___ Excerpt provided

This dog may look sweet and innocent and totally harmless…
But make no mistake, she’s 6 ½ pounds of fur-covered steel.
And you might think she looks hilarious when she’s all splayed out on her back like this:
But if you think that gives you free license to tickle her belly with reckless abandon, you better be prepared for an explosion of paws and nails and epic barking.
This, I can assure you, is information Opie wishes he had last Monday night when he tried the aforementioned tickling and she accidentally scratched him right across the eye.
“Is it bleeding?” He asked.
I really wanted to be helpful and reassuring but it was difficult because, as I’ve mentioned in previous blogs, I have a weird eye phobia type issue and I just knew that if I looked down into an eyeball scratched to bloody shreds, I’d never get over it.
This explains why my cursory examination revealed nothing. It does not, however, explain why, when we went to the ER 6 hours later because Opie couldn’t open his eye without wanting to scream, the ER doctor also found nothing. I mean, presumably he’s used to seeing disturbing anatomical issues. And he had a huge light and magnifying glass. But the doc said Opie’s cornea was fine and he just had a little scratch on the inside of his eyelid.

______

- **Problem statement**:
Retype the blog excerpt about the small dog who scratched Opie's eye, word for word, from start to finish.

___ Entries shown

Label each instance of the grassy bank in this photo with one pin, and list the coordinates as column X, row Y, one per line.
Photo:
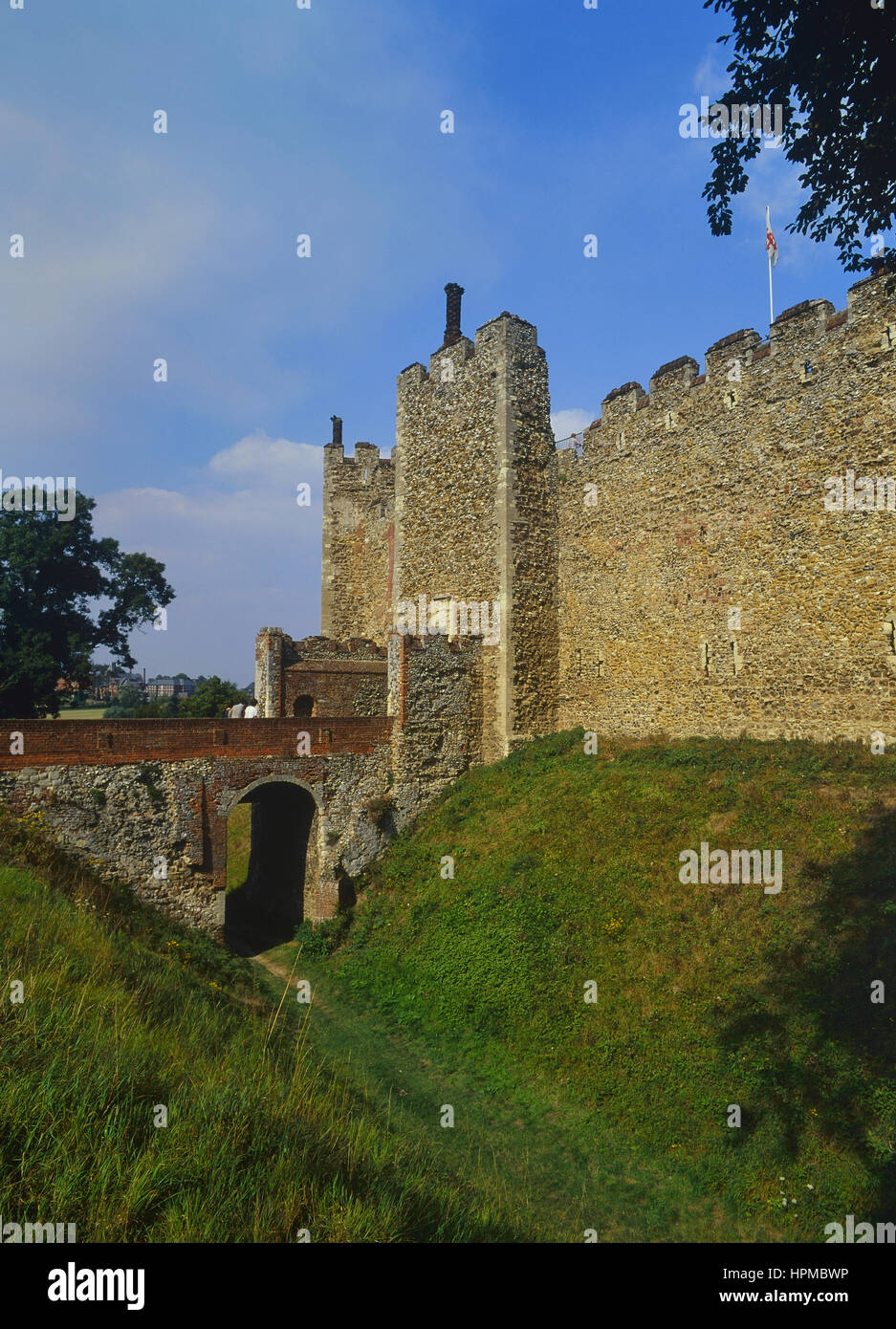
column 566, row 873
column 123, row 1014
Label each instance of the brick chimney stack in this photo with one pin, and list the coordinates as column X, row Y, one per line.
column 452, row 314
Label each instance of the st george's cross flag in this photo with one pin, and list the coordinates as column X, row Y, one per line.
column 772, row 244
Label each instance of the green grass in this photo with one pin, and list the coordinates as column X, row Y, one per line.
column 123, row 1012
column 239, row 834
column 470, row 991
column 566, row 871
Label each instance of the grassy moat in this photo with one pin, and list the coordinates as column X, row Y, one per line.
column 470, row 991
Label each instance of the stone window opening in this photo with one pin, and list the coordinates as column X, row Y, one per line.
column 889, row 630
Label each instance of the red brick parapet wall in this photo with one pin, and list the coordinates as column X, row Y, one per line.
column 120, row 742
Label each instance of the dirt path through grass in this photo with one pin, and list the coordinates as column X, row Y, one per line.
column 548, row 1158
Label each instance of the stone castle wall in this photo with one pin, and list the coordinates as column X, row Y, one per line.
column 706, row 589
column 358, row 541
column 684, row 575
column 474, row 514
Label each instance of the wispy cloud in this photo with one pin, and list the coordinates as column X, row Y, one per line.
column 238, row 551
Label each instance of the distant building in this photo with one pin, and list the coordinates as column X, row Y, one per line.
column 106, row 686
column 164, row 686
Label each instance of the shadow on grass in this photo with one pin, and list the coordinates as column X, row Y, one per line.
column 817, row 1048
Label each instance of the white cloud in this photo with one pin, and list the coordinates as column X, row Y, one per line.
column 710, row 76
column 269, row 462
column 569, row 422
column 238, row 552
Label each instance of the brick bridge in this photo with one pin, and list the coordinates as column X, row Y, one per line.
column 148, row 800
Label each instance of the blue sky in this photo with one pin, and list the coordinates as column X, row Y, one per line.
column 326, row 121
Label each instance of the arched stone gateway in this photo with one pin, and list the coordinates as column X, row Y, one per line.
column 268, row 905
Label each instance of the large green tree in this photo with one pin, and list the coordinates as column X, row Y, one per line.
column 832, row 65
column 64, row 595
column 211, row 697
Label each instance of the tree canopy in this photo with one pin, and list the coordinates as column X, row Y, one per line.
column 63, row 595
column 831, row 64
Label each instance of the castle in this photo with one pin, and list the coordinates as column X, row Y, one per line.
column 715, row 559
column 685, row 572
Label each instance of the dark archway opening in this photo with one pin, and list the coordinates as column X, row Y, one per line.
column 266, row 908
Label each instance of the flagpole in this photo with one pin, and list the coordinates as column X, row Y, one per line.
column 772, row 306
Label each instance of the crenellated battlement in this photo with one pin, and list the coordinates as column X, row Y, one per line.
column 808, row 343
column 681, row 573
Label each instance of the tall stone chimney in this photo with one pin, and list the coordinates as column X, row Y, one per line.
column 452, row 314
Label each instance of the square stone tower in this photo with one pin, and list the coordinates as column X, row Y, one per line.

______

- **Output of the exercise**:
This dog may look sweet and innocent and totally harmless…
But make no mistake, she’s 6 ½ pounds of fur-covered steel.
And you might think she looks hilarious when she’s all splayed out on her back like this:
But if you think that gives you free license to tickle her belly with reckless abandon, you better be prepared for an explosion of paws and nails and epic barking.
This, I can assure you, is information Opie wishes he had last Monday night when he tried the aforementioned tickling and she accidentally scratched him right across the eye.
“Is it bleeding?” He asked.
I really wanted to be helpful and reassuring but it was difficult because, as I’ve mentioned in previous blogs, I have a weird eye phobia type issue and I just knew that if I looked down into an eyeball scratched to bloody shreds, I’d never get over it.
This explains why my cursory examination revealed nothing. It does not, however, explain why, when we went to the ER 6 hours later because Opie couldn’t open his eye without wanting to scream, the ER doctor also found nothing. I mean, presumably he’s used to seeing disturbing anatomical issues. And he had a huge light and magnifying glass. But the doc said Opie’s cornea was fine and he just had a little scratch on the inside of his eyelid.